TASK INSTRUCTIONS: Could you write out the records below exactly as they appear?
— Begin RECORDS SUPPLIED —
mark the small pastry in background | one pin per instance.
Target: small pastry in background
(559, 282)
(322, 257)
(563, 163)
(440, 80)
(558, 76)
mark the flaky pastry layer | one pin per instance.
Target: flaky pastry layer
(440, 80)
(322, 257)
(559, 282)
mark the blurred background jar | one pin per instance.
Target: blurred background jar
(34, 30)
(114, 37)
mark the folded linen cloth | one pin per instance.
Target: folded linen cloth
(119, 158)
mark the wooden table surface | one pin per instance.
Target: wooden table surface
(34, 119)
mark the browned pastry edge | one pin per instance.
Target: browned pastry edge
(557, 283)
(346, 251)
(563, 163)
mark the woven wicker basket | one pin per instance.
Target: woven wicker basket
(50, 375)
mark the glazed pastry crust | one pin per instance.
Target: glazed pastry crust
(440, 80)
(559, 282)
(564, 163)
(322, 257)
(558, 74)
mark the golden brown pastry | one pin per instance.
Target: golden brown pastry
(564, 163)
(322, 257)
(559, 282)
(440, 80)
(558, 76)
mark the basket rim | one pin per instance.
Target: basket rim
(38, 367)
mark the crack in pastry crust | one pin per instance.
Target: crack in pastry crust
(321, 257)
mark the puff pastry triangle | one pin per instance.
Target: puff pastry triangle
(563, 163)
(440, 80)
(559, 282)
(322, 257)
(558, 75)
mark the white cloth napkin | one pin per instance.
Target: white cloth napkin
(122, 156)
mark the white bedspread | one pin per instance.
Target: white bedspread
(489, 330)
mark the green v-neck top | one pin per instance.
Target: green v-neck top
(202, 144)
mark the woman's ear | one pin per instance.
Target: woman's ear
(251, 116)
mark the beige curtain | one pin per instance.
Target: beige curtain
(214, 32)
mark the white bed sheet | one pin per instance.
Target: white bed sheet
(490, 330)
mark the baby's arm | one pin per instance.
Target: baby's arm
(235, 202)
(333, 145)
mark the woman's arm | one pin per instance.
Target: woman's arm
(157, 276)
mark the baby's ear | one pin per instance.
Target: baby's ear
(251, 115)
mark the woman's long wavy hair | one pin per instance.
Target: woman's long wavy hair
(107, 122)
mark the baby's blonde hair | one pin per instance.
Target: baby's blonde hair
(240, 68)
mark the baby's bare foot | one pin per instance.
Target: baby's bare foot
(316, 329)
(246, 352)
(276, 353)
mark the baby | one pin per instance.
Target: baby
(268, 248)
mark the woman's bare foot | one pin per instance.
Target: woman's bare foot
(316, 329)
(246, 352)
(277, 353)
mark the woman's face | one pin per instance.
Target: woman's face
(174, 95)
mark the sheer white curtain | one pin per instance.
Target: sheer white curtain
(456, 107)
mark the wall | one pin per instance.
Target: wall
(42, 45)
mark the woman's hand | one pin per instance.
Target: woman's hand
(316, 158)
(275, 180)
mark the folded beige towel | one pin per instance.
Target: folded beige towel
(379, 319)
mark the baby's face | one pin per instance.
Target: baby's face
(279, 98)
— End RECORDS SUPPLIED —
REPLY:
mark the small pastry in background | one pin per instance.
Target: small pastry in background
(559, 282)
(322, 257)
(563, 163)
(440, 80)
(558, 76)
mark the flaky pastry layer | one pin per instance.
Target: flaky pastry layer
(440, 80)
(322, 257)
(559, 282)
mark the blurred background jar | one pin per instance.
Target: blurred background jar
(34, 30)
(114, 37)
mark the folded linen cloth | one pin per instance.
Target: folded linen cloth
(119, 158)
mark the wooden table surface | one pin per instance.
Target: wooden table surface
(34, 119)
mark the browned pastry edge | one pin per instance.
Target: browned pastry edge
(557, 283)
(346, 251)
(563, 163)
mark the woven wicker basket | one pin per instance.
Target: woven wicker basket
(50, 375)
mark the glazed pastry crust | one pin per instance.
Target: glazed pastry crust
(440, 80)
(559, 282)
(564, 163)
(322, 257)
(558, 74)
mark the golden brown pastry | one pin per instance.
Target: golden brown pastry
(564, 163)
(322, 257)
(559, 282)
(440, 80)
(558, 76)
mark the basket rim | one pin per instance.
Target: basket rim
(38, 367)
mark the crack in pastry crust | one pin per instance.
Target: crack in pastry crust
(321, 257)
mark the puff pastry triangle | one pin per instance.
Target: puff pastry triangle
(563, 163)
(440, 80)
(559, 282)
(322, 257)
(558, 75)
mark the white cloth napkin | one pin per instance.
Target: white cloth napkin
(122, 156)
mark the white bedspread | one pin per instance.
Target: white bedspread
(489, 330)
mark the green v-neck top | one pin per instance.
Target: green v-neck top
(202, 144)
mark the woman's ear | one pin per instance.
Target: woman's ear
(251, 116)
mark the beige curtain | one pin per instance.
Target: beige curtain
(214, 32)
mark the white bed sheet | one pin per instance.
Target: white bed sheet
(490, 330)
mark the baby's arm | one pin per instance.
Target: baby's arm
(235, 202)
(333, 145)
mark the woman's arm | one pin per instance.
Target: woman's arm
(157, 276)
mark the baby's ear | one pin per instance.
Target: baby's ear
(251, 115)
mark the woman's long wavy hair | one pin per instance.
Target: woman's long wavy hair
(107, 122)
mark the baby's blonde hair | one pin per instance.
Target: baby's blonde hair
(240, 68)
mark the baby's bare foot | one pin per instance.
Target: baby's bare foot
(316, 329)
(246, 352)
(276, 353)
mark the baby | one pin per instance.
Target: baby
(268, 248)
mark the woman's bare foot | one pin per instance.
Target: woman's bare foot
(316, 329)
(246, 352)
(277, 353)
mark the woman's face | one pin per instance.
Target: woman's face
(174, 95)
mark the sheer white curtain | one pin per instance.
Target: sheer white curtain
(456, 107)
mark the wall | one pin per instance.
Target: wall
(42, 45)
mark the woman's hand | one pin per instance.
Target: woman's hand
(316, 158)
(275, 180)
mark the folded beige towel | one pin per instance.
Target: folded beige towel
(379, 319)
mark the baby's face | one pin per instance.
Target: baby's face
(279, 98)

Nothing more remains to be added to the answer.